* [Provided records]
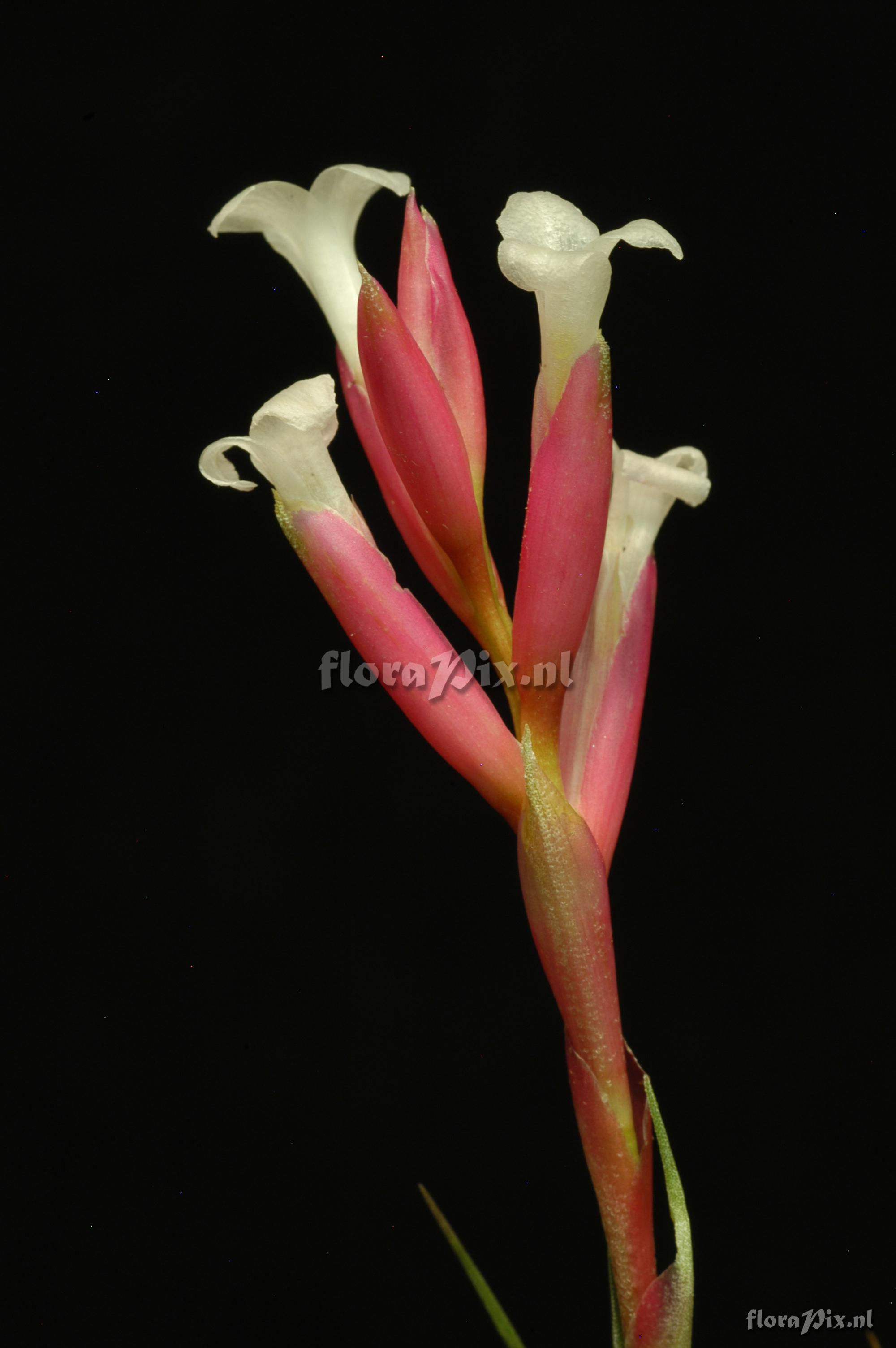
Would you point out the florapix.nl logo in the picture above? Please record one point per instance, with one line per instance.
(446, 670)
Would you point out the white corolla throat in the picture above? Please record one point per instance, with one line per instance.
(314, 229)
(553, 250)
(288, 444)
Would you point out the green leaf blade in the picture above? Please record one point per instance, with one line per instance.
(494, 1308)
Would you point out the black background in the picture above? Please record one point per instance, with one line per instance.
(270, 956)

* [Work task]
Output only the lines from the one that contains "Would you point out the white" through the last line of the data above, each restated exactly.

* [Task solution]
Would you point out the white corolla throat in the picture above? Please record one point per instance, with one line per instance.
(314, 229)
(553, 250)
(288, 444)
Would you point out the green leaf blade in the picture above? Please record one point per instance, with one line per instance.
(494, 1308)
Would you point out the black background in the picture above? Please record one point per instance, with one line per instance.
(270, 956)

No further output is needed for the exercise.